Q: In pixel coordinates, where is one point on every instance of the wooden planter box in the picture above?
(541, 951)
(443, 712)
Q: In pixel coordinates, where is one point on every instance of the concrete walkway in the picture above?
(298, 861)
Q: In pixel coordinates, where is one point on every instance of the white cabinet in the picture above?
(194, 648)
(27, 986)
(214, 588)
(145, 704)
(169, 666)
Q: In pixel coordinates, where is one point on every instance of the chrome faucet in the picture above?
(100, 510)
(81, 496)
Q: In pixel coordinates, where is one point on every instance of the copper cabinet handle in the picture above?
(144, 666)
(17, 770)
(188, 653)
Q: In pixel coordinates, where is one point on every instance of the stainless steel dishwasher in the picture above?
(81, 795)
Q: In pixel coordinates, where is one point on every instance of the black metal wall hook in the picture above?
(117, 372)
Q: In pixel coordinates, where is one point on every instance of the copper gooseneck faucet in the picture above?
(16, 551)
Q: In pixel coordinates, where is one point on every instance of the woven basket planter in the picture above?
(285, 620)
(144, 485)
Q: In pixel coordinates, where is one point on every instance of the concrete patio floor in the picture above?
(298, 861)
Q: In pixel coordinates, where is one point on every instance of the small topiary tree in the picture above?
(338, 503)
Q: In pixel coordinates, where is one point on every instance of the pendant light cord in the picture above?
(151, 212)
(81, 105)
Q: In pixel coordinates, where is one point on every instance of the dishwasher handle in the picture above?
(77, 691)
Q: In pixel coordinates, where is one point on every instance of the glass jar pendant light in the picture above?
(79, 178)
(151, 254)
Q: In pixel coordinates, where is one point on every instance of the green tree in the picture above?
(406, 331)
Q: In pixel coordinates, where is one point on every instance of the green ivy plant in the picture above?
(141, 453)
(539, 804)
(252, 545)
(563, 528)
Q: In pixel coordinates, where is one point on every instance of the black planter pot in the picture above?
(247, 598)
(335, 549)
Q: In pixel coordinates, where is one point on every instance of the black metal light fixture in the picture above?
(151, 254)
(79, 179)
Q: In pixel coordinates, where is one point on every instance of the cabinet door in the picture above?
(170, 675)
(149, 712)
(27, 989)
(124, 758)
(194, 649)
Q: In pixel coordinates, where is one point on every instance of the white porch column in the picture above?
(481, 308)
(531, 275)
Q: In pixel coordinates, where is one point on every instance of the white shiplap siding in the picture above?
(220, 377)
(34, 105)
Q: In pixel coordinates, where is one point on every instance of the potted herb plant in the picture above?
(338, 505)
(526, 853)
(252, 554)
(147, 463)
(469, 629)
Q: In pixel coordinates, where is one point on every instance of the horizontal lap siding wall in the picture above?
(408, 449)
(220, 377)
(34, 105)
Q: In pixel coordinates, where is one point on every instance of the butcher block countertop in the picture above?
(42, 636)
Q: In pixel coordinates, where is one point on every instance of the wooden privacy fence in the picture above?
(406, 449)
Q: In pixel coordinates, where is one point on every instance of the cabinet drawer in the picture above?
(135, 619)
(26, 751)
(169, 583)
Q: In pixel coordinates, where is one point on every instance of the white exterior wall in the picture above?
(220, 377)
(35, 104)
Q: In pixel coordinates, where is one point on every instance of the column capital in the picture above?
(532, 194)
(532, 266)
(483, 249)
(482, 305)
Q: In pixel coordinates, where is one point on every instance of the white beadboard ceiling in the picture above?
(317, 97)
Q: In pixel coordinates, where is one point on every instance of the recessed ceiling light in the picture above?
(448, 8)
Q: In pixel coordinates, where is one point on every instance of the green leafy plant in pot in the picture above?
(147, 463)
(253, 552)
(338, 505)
* * * * * * *
WORK INSTRUCTION: Your task is to output the full set of records exactly as presented.

TASK RESULT:
Q: In pixel coordinates, where is one point on every instance of the wooden planter box in the picture above?
(541, 951)
(443, 712)
Q: In pixel coordinates, where is one point on every instance of the concrete walkway in the picture above?
(298, 861)
Q: In pixel coordinates, where is one point on every instance of the white cabinet in the picture above?
(194, 648)
(27, 986)
(214, 588)
(145, 704)
(169, 666)
Q: In pixel coordinates, where is one point on every instance of the chrome faucet in the picture above?
(100, 510)
(81, 496)
Q: In pixel coordinates, where is one point on every instance of the copper cabinet handle in the picture above?
(144, 666)
(17, 770)
(188, 653)
Q: In pixel coordinates, where is one point on every instance of the stainless steel dishwasher in the picture above?
(81, 795)
Q: In pixel coordinates, where is one point on every instance of the black metal wall hook in the picture above?
(117, 372)
Q: In pixel coordinates, where is one point on every instance of the copper gooseneck faucet in the picture above?
(16, 551)
Q: In pixel coordinates, where is one point on every instance of the woven basket planter in the picture above?
(285, 620)
(144, 485)
Q: In pixel coordinates, where is one point on every instance of the concrete patio floor in the picture above?
(298, 861)
Q: In pixel coordinates, where is one point on every instance of the small topiary tree in the picture above?
(338, 503)
Q: In pixel coordinates, where is one point on every instance of the pendant light cord in the picture above?
(151, 212)
(81, 105)
Q: In pixel coordinates, where is one point on every instance of the dishwasher handle in the picture above?
(77, 691)
Q: In pixel coordinates, where is one point on every instance of the glass jar pendant light in the picture above?
(79, 178)
(151, 254)
Q: In pixel coordinates, where is one point on every instance of the green tree in the picture above?
(406, 331)
Q: In pixel coordinates, where is one point on every instance of the green ivy plant in the picture above?
(141, 453)
(539, 804)
(252, 545)
(563, 528)
Q: In pixel coordinates, where is one point on every instance of the black planter pot in the picture above?
(247, 598)
(335, 549)
Q: In pixel coordinates, where is one point on every instance of the black metal light fixture in the picture above?
(151, 254)
(79, 179)
Q: In pixel coordinates, where is one point on every instance of the cabinet door in the picture above?
(170, 675)
(149, 712)
(27, 989)
(124, 758)
(194, 649)
Q: In pixel coordinates, where is one point on every instance of the white porch column in the picture above?
(481, 308)
(531, 275)
Q: In pixel coordinates, where is one point on every instance of the white shiplap siding in the picture above?
(220, 377)
(34, 105)
Q: In pixel coordinates, where is one point on every instance of the potted herb plant in the picture above?
(338, 505)
(526, 853)
(252, 554)
(147, 463)
(469, 629)
Q: In pixel coordinates, where is one point on every instance of the horizontal lap siding wall in the picture above?
(408, 449)
(220, 377)
(34, 105)
Q: In pixel coordinates, where is one point on every instance of the butcher block countertop in the picture above?
(42, 636)
Q: In pixel coordinates, where is one point on every instance of the wooden privacy fence in the picture above?
(406, 449)
Q: In pixel coordinates, where is one point on every instance of the cabinet drawer in the picture above?
(135, 619)
(26, 751)
(169, 583)
Q: In pixel coordinates, where is one point on every instance of the white exterior wall in the picture above?
(220, 377)
(35, 104)
Q: In pixel coordinates, where is one point on every instance of the column capital in the picture above?
(532, 194)
(532, 266)
(483, 249)
(482, 305)
Q: In pixel coordinates, where is one point on every instance of the white beadboard ceiling in the picture above?
(317, 97)
Q: In pixel coordinates, where is one point on every instance of the recessed ceiling light in the picture above?
(448, 8)
Q: In pixel coordinates, where is one point on every instance of the green leafy plant in pot in the picture above?
(147, 463)
(253, 552)
(338, 505)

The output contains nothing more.